**PASSAGE TO READ**
Genome-wide association studies have identified genetic determinants of susceptibility to rheumatic heart disease, with novel loci identified in studies in Africa, Australia, and Oceania.[26][27][28] Studies are ongoing that may further identify target genes or interventions.

Pathophysiology

Although it is clear that acute rheumatic fever (ARF) is an autoimmune disease, the exact nature of the pathogenesis of ARF is still uncertain.

It has previously been considered that ARF follows group A streptococcal pharyngitis but not pyoderma, although this has long been questioned.[29] Studies now show that group A streptococcus-positive throat or skin swab is strongly associated with subsequent ARF, suggesting that group A streptococcal skin infection can also trigger ARF.[30]

The interaction between group A streptococci and a susceptible host leads to an autoimmune response directed against cardiac, synovial, subcutaneous, epidermal, and neuronal tissues.

It is believed that both cross-reactive antibodies and cross-reactive T cells play a role in the disease. Molecular mimicry between group A Streptococcus pyogenes antigens and human host tissue is thought to be the basis of this cross-reactivity.[31][32] Putative cross-reactive epitopes on S pyogenes include the M-protein and N-acetyl glucosamine. Monoclonal antibodies against these antigens cross-react with cardiac myosin and other alpha-helical cardiac proteins such as laminin, tropomyosin, keratin, and vimentin, as well as proteins in other target organs and tissues such as synovium, neuronal tissue, subcutaneous, and dermal tissues.

**INFORMATION SHOWN**

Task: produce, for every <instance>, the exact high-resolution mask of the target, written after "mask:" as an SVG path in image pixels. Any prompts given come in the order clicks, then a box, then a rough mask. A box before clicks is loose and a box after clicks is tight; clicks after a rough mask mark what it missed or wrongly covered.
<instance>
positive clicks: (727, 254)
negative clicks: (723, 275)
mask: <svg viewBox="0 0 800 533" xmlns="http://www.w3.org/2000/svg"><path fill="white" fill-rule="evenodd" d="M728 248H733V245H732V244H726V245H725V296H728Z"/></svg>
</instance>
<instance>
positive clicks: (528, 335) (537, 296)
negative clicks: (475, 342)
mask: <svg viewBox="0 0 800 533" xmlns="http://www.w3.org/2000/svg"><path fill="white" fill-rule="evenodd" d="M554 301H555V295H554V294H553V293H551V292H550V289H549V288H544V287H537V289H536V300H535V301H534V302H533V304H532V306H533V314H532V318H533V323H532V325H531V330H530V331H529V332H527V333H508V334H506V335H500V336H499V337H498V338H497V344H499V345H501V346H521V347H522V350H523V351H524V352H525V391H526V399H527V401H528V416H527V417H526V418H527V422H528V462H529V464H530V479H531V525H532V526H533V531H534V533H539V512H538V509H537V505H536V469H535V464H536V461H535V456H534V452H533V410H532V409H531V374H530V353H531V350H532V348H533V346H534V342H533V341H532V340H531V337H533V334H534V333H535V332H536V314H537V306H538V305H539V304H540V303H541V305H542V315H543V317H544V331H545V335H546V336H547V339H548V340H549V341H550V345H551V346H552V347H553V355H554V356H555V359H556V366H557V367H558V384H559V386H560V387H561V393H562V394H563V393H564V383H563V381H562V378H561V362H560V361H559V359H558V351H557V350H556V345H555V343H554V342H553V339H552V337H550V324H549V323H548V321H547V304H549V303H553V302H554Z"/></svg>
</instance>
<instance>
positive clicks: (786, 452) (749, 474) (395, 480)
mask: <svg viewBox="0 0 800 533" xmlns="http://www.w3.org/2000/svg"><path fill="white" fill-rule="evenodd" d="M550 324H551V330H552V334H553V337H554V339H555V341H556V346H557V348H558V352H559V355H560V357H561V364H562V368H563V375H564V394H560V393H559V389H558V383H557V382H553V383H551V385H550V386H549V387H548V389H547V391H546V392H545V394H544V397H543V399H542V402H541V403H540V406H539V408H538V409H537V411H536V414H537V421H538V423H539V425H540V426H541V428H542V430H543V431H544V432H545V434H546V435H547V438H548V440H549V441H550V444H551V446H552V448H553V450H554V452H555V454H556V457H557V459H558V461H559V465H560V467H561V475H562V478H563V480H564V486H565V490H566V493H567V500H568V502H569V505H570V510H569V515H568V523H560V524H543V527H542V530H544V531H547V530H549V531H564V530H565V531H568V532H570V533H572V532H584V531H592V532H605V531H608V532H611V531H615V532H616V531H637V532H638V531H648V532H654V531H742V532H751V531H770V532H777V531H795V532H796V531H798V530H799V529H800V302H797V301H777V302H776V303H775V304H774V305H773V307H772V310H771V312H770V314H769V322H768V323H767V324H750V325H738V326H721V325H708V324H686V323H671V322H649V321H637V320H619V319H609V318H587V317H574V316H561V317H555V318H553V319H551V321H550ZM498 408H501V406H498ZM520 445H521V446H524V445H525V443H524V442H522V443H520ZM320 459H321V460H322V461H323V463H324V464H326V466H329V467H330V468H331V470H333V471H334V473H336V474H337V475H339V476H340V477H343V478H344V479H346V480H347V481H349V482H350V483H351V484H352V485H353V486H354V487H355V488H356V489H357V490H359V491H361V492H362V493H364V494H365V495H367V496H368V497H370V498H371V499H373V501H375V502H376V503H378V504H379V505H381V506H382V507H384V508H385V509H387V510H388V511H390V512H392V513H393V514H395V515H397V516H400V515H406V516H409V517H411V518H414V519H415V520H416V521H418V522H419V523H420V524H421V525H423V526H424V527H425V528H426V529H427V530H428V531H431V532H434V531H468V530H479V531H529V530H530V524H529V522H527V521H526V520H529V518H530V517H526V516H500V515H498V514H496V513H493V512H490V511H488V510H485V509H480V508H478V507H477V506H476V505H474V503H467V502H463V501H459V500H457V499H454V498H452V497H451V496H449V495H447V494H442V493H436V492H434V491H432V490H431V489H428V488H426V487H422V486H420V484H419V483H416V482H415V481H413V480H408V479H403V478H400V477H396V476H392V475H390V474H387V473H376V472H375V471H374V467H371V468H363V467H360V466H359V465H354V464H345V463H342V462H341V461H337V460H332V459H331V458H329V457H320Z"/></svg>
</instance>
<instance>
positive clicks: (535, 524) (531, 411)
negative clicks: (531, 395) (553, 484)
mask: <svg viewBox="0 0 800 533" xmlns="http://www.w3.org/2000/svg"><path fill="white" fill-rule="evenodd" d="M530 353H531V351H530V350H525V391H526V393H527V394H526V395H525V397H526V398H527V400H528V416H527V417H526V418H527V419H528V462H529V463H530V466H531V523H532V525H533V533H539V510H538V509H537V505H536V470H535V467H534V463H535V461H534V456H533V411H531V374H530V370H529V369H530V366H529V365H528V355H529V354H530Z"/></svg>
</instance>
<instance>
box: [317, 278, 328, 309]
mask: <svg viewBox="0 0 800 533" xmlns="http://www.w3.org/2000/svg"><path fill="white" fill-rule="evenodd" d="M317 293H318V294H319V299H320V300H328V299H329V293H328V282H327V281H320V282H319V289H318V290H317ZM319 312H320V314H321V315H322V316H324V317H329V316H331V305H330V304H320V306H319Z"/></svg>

**DESCRIPTION OF THE TASK**
How would you render this sentence from the rheumatic fever passage in Spanish: "Although it is clear that acute rheumatic fever (ARF) is an autoimmune disease, the exact nature of the pathogenesis of ARF is still uncertain."? The entries have nothing to do with the text.

**RESULT BELOW**
Aunque está claro que la fiebre reumática aguda (FRA) es una enfermedad autoinmune, la naturaleza exacta de la patogenia de la FRA sigue siendo incierta.